STORED ROWS >>
*-*-*

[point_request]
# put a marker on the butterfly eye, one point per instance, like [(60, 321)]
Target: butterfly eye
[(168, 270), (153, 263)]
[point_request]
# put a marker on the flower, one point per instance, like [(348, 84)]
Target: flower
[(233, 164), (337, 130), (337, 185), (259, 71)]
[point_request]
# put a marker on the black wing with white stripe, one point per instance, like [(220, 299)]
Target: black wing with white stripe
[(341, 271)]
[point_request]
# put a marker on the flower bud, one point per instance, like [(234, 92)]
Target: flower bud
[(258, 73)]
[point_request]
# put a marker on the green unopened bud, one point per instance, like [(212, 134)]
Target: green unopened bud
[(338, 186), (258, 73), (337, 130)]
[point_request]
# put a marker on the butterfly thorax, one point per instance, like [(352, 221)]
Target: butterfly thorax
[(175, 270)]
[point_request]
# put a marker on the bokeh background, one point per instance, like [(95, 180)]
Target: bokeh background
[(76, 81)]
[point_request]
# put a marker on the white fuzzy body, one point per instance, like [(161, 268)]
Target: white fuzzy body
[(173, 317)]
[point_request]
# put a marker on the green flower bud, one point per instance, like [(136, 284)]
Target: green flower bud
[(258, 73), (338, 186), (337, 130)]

*-*-*

SET TASK >>
Reproduce all of the material above, swapping "put a marker on" for "place a dot on" everywhere and leaving every other character as it is.

COMPLETED EXERCISE >>
[point_request]
# place a dot on the butterfly eye, one point per instance, like [(60, 321)]
Target: butterfly eye
[(168, 270), (153, 263)]
[point_request]
# place a dot on the flower, one point per instance, like [(348, 84)]
Target: flower
[(233, 164), (337, 130), (337, 185), (259, 71)]
[point_request]
# place a dot on the black wing with white stripe, one point per instance, like [(220, 299)]
Target: black wing with white stripe
[(341, 271)]
[point_request]
# place a dot on the flower bud, one point per instance, like [(234, 92)]
Target: flower bud
[(258, 73)]
[point_request]
# place a dot on the green unopened bud, one point per instance, like [(212, 134)]
Target: green unopened bud
[(338, 186), (258, 73), (337, 130)]
[point_request]
# place a dot on the butterfly thorax, one point per instance, like [(352, 221)]
Target: butterfly thorax
[(175, 270)]
[point_request]
# place a dot on the bokeh background, one point per instance, like [(95, 180)]
Target: bokeh background
[(76, 81)]
[point_request]
# place a dot on the white fuzzy body, one point per instance, like [(161, 268)]
Target: white fuzzy body
[(173, 317)]
[point_request]
# place a dot on the green flower bud, one point per instance, like [(136, 284)]
Target: green flower bud
[(258, 73), (338, 186), (337, 130)]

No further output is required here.